Start of Document section
This is the first volume where the art does something different. In the main story has its usual brilliant high standard with a particularly noteworthy dusty 9/11 scene. But the lettering changes font making it a distracting read. The first tale is all talking heads, cramming too much dialogue onto each page. The final part is drawn by a different artist. Whilst it reminds you how lucky you are to have been enjoying our usual talented team it shows you that the words and themes are what hold your interest in Vaughan’s work.

Despite some odd creative decisions the seeds for the finale are being sown and you know you won’t want to miss that. Thumbs Up!


Tomorrow: Ex Machina: Ring Out the Old – Brian K. Vaughan

Ex Machina: Ex Cathedra – Brian K. Vaughan

If you thought last volume’s visitor from beyond was strange wait till you see who Mitchell goes to visit today. I guarantee you won’t believe it. But you have to trust Vaughan. This is a snappy little thriller but feels very much like a diversion from the political meat and drink that makes Ex Machina so great. There is some wonderful dialogue however and you really can’t predict what will happen next.

It would take a change of team to make this anything less than artistically brilliant. You can see everyone is at the top of their game, but they aren’t taking risks. They are clinging on to their winning formula.

There is a second story concerning Commissioner Angotti offering us a peek into her life as we have seen with Bradbury. On the whole this does feel a little disjointed and even padded as we constantly skip back to scenes that don’t seem to move things forward. For the ballsey guest cameo this leaves with a Thumbs Up!


Tomorrow: Ex Machina: Dirty Tricks – Brian K. Vaughan

Ex Machina: Power Down – Brian K. Vaughan

We are so used to the fantastic political content of this amazing title we forget about its sci-fi component. Well not this time as crazy out of this world shit hits the fan and really mixes things up. Being mayor of NYC and an ex-superhero isn’t enough now we have a visitor from… someplace else.
End of Document section
Start of Dataset entries
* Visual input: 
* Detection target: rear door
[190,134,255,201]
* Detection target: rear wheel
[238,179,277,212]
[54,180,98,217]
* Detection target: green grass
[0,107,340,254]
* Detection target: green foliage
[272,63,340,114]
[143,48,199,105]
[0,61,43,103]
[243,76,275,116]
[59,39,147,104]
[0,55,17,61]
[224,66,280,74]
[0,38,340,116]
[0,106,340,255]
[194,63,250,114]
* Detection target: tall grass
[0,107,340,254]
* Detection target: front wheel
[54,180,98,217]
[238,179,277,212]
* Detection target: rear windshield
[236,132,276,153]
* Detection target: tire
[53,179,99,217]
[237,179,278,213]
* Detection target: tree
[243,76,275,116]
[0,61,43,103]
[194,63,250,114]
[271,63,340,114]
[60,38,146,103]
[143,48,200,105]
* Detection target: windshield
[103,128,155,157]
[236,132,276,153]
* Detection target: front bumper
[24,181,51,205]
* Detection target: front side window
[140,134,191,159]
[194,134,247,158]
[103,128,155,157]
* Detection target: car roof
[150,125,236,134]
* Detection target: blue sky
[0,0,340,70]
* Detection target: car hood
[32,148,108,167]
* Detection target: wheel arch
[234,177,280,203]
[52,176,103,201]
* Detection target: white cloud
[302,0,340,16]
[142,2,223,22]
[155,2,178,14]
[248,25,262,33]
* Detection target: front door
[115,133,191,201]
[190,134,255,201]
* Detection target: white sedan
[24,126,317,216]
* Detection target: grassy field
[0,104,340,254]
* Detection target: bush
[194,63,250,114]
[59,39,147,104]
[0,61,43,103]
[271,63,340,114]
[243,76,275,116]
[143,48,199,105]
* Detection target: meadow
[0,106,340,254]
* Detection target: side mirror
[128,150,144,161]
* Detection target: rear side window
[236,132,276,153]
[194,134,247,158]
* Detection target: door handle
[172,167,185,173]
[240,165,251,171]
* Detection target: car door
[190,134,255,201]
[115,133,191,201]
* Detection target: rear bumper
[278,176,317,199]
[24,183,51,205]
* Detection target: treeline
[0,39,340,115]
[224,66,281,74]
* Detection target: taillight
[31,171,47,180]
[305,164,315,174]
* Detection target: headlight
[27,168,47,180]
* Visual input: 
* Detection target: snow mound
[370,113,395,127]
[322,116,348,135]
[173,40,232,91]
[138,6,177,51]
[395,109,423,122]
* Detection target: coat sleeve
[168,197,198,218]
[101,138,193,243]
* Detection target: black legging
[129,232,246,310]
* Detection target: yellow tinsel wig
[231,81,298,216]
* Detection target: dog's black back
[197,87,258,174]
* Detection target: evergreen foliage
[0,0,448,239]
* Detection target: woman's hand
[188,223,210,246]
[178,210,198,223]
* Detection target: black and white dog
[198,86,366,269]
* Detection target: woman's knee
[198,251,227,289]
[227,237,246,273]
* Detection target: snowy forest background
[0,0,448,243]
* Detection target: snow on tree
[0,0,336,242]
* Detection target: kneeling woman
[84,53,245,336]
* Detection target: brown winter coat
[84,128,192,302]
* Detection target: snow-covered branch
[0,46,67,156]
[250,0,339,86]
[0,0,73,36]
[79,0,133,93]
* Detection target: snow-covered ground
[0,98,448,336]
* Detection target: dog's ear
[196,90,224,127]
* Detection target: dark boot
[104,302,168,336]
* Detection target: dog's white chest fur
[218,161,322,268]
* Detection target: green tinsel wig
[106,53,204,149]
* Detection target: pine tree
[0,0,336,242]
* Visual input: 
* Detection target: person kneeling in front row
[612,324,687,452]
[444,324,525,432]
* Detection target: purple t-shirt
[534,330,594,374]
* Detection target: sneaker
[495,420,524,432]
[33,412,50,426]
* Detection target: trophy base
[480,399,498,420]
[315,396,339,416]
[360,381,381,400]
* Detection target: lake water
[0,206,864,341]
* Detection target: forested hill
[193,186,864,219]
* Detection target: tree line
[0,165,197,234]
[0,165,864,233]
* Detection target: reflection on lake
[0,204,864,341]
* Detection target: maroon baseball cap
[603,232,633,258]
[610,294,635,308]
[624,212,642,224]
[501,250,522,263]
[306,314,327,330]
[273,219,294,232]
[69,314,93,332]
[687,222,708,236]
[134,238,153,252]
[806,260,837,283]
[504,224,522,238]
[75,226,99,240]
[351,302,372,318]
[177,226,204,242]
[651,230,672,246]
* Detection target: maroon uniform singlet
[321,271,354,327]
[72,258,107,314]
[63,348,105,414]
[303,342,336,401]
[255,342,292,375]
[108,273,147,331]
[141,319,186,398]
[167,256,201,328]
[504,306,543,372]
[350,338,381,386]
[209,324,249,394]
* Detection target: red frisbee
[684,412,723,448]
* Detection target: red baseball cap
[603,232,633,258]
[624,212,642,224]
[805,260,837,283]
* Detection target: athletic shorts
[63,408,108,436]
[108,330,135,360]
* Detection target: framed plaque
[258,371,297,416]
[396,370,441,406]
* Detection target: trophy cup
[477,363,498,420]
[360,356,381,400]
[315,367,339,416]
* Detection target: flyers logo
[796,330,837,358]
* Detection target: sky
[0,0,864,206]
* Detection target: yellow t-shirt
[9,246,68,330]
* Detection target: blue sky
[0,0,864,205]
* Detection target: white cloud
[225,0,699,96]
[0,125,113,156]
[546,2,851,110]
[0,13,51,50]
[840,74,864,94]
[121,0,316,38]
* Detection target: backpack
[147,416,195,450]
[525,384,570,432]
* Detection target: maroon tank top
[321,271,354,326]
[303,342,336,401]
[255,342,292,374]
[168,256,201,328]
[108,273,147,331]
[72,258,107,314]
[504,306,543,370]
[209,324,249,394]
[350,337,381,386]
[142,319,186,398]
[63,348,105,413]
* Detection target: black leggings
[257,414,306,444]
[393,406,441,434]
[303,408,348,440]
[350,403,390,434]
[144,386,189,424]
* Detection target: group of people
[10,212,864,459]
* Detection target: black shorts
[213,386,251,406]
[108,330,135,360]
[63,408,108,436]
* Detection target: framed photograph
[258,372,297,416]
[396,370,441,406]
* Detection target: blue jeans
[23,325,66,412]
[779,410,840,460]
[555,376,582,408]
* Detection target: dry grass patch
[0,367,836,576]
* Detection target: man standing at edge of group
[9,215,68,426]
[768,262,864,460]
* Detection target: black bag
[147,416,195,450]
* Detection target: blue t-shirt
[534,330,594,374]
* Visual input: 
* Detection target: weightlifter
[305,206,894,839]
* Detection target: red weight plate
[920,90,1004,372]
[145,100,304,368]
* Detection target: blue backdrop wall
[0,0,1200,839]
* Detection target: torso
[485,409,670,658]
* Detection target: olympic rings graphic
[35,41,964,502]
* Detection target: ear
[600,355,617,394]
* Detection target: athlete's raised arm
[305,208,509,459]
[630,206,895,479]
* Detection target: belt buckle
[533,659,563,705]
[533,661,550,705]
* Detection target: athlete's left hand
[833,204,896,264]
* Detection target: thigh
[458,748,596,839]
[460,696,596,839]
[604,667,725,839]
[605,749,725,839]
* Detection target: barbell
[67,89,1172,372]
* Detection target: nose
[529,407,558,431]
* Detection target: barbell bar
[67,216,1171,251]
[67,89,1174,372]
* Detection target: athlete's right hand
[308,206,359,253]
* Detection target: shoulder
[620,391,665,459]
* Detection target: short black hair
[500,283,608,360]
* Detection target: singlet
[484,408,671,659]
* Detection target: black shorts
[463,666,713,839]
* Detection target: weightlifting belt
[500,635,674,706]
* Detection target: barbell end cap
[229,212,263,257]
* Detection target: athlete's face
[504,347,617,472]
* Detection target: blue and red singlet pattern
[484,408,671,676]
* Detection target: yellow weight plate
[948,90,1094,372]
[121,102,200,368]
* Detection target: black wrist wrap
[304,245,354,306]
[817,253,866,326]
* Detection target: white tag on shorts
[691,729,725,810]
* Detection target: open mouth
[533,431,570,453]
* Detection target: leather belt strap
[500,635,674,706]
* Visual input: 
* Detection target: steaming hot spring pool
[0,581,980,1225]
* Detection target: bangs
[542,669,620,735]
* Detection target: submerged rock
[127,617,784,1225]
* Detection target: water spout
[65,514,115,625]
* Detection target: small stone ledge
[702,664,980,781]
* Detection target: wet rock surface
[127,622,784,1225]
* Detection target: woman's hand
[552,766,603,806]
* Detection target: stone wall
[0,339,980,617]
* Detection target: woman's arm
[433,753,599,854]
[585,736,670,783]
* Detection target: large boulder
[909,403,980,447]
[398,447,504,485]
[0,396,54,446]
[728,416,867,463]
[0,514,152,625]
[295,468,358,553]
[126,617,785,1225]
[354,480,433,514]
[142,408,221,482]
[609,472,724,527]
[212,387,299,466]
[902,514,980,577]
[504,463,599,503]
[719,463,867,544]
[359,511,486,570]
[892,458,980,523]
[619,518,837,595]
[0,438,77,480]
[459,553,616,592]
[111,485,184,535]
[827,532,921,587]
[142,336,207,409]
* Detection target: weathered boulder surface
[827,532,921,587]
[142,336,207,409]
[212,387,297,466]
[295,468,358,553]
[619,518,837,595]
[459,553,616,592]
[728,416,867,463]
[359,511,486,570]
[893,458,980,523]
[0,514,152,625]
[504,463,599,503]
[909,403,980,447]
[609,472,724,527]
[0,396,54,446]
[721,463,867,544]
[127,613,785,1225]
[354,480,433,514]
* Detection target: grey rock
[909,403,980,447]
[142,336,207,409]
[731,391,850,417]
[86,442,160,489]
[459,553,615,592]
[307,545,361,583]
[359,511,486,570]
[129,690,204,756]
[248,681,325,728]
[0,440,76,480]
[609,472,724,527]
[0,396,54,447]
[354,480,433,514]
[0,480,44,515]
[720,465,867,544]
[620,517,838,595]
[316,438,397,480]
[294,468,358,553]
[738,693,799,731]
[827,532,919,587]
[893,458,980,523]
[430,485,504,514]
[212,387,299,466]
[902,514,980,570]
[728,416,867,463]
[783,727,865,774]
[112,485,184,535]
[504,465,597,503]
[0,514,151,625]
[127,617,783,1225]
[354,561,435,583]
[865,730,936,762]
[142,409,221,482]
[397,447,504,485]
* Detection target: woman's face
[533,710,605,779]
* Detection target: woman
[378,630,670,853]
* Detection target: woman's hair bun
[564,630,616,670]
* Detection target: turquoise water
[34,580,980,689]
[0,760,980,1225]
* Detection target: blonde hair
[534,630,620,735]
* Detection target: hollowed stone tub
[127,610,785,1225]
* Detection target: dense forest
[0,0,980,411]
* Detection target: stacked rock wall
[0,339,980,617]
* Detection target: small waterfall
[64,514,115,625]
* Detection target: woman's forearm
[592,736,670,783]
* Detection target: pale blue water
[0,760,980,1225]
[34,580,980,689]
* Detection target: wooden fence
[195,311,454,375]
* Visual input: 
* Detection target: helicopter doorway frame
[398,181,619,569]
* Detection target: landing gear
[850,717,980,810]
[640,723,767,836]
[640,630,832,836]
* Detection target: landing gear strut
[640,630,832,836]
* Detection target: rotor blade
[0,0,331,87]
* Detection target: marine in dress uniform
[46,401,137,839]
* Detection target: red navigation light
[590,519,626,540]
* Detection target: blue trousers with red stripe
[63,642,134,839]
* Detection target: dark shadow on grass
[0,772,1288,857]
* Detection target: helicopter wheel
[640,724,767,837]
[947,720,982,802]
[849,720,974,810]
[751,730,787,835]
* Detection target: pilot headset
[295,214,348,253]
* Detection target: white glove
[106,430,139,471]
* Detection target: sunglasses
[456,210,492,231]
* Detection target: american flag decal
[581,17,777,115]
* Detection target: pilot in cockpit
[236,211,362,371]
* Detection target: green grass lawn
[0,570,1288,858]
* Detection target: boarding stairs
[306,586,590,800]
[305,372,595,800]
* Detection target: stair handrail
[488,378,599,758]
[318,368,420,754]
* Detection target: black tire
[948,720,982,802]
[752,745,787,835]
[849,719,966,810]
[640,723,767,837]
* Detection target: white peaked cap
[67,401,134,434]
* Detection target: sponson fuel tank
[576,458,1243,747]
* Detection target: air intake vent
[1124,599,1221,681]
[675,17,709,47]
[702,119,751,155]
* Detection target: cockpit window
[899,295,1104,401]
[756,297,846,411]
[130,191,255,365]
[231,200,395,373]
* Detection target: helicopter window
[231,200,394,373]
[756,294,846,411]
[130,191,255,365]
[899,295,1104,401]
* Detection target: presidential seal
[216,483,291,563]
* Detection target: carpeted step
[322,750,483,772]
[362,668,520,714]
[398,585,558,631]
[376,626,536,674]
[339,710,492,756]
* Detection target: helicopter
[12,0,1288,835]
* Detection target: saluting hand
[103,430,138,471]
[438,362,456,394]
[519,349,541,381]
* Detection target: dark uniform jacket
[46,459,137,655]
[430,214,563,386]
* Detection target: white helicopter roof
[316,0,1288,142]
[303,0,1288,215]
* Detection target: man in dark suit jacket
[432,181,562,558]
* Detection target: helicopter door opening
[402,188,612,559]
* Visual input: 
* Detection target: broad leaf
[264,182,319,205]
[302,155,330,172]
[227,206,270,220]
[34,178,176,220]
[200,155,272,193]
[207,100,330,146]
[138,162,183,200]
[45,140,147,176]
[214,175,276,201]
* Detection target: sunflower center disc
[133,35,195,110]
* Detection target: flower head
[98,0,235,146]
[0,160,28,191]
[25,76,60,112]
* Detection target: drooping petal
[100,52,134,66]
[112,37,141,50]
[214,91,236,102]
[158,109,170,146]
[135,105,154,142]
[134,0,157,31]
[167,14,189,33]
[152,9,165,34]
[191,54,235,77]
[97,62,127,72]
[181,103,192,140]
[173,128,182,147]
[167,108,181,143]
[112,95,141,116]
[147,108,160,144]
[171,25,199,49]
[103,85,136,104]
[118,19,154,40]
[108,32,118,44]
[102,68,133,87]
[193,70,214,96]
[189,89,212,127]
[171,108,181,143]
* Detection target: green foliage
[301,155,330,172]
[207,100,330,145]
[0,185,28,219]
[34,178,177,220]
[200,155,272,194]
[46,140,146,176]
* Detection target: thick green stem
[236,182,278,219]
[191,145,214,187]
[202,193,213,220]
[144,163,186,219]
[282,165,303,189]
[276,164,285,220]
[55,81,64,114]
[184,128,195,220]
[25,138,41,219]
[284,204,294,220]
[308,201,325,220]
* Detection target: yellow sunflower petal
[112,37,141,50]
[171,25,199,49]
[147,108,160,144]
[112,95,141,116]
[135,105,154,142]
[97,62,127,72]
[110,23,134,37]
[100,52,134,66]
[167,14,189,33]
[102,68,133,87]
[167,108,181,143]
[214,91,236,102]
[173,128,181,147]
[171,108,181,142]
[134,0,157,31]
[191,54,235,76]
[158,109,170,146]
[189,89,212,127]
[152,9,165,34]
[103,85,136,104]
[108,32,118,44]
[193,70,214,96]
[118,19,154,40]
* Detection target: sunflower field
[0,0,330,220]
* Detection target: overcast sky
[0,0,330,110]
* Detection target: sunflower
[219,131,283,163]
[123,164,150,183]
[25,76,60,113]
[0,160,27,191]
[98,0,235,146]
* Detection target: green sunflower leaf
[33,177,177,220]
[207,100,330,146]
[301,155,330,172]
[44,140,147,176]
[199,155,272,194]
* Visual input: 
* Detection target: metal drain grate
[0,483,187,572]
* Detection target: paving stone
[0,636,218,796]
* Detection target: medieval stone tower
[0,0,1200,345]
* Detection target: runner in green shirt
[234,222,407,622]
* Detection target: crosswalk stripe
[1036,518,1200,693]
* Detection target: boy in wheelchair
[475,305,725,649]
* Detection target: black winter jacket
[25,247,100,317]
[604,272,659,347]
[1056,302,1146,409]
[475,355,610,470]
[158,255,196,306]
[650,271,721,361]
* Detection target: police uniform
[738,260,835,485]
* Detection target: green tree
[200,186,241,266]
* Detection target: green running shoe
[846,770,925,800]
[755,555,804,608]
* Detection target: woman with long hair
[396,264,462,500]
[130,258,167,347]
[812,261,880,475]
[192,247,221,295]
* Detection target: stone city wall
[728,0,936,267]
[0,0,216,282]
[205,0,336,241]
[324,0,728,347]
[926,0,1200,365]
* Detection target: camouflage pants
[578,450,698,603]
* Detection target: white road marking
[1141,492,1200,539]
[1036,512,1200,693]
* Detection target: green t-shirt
End of Dataset entries
§ Directives
a) Output the passage of the review word for word, starting at the words "Tomorrow: Ex Machina: Ring" and ending after the words "their winning formula.".
b) Return, unchanged, the lines of the entries that begin at the line containing "target: helicopter window" and stop after the line containing "[308,201,325,220]", with both of those lines included.
The review and the entries were taken from separate sources.

§ Results of the exercise
a)
Tomorrow: Ex Machina: Ring Out the Old – Brian K. Vaughan

Ex Machina: Ex Cathedra – Brian K. Vaughan

If you thought last volume’s visitor from beyond was strange wait till you see who Mitchell goes to visit today. I guarantee you won’t believe it. But you have to trust Vaughan. This is a snappy little thriller but feels very much like a diversion from the political meat and drink that makes Ex Machina so great. There is some wonderful dialogue however and you really can’t predict what will happen next.

It would take a change of team to make this anything less than artistically brilliant. You can see everyone is at the top of their game, but they aren’t taking risks. They are clinging on to their winning formula.

b)
* Detection target: helicopter window
[231,200,394,373]
[756,294,846,411]
[130,191,255,365]
[899,295,1104,401]
* Detection target: presidential seal
[216,483,291,563]
* Detection target: carpeted step
[322,750,483,772]
[362,668,520,714]
[398,585,558,631]
[376,626,536,674]
[339,710,492,756]
* Detection target: helicopter
[12,0,1288,835]
* Detection target: saluting hand
[103,430,138,471]
[438,362,456,394]
[519,349,541,381]
* Detection target: dark uniform jacket
[46,459,137,655]
[430,214,563,386]
* Detection target: white helicopter roof
[316,0,1288,142]
[303,0,1288,215]
* Detection target: man in dark suit jacket
[432,181,562,558]
* Detection target: helicopter door opening
[402,188,612,559]
* Visual input: 
* Detection target: broad leaf
[264,182,319,205]
[302,155,330,172]
[227,206,270,220]
[34,178,176,220]
[200,155,272,193]
[207,100,330,146]
[138,162,183,200]
[45,140,147,176]
[214,175,276,201]
* Detection target: sunflower center disc
[133,35,195,110]
* Detection target: flower head
[98,0,235,146]
[0,160,28,191]
[25,76,60,112]
* Detection target: drooping petal
[100,52,134,66]
[112,37,141,50]
[214,91,236,102]
[158,109,170,146]
[135,105,154,142]
[134,0,157,31]
[167,14,189,33]
[152,9,165,34]
[191,54,235,77]
[97,62,127,72]
[181,103,192,140]
[173,128,182,147]
[167,108,181,143]
[112,95,141,116]
[147,108,160,144]
[171,25,199,49]
[103,85,136,104]
[118,19,154,40]
[108,32,118,44]
[102,68,133,87]
[193,70,214,96]
[189,89,212,127]
[171,108,181,143]
* Detection target: green foliage
[301,155,330,172]
[207,100,330,145]
[0,185,28,219]
[34,178,177,220]
[200,155,272,194]
[46,140,146,176]
* Detection target: thick green stem
[236,182,278,219]
[191,145,214,187]
[202,193,213,220]
[144,163,186,219]
[282,165,303,189]
[276,164,285,220]
[55,81,64,114]
[184,128,195,220]
[25,138,41,219]
[284,204,294,220]
[308,201,325,220]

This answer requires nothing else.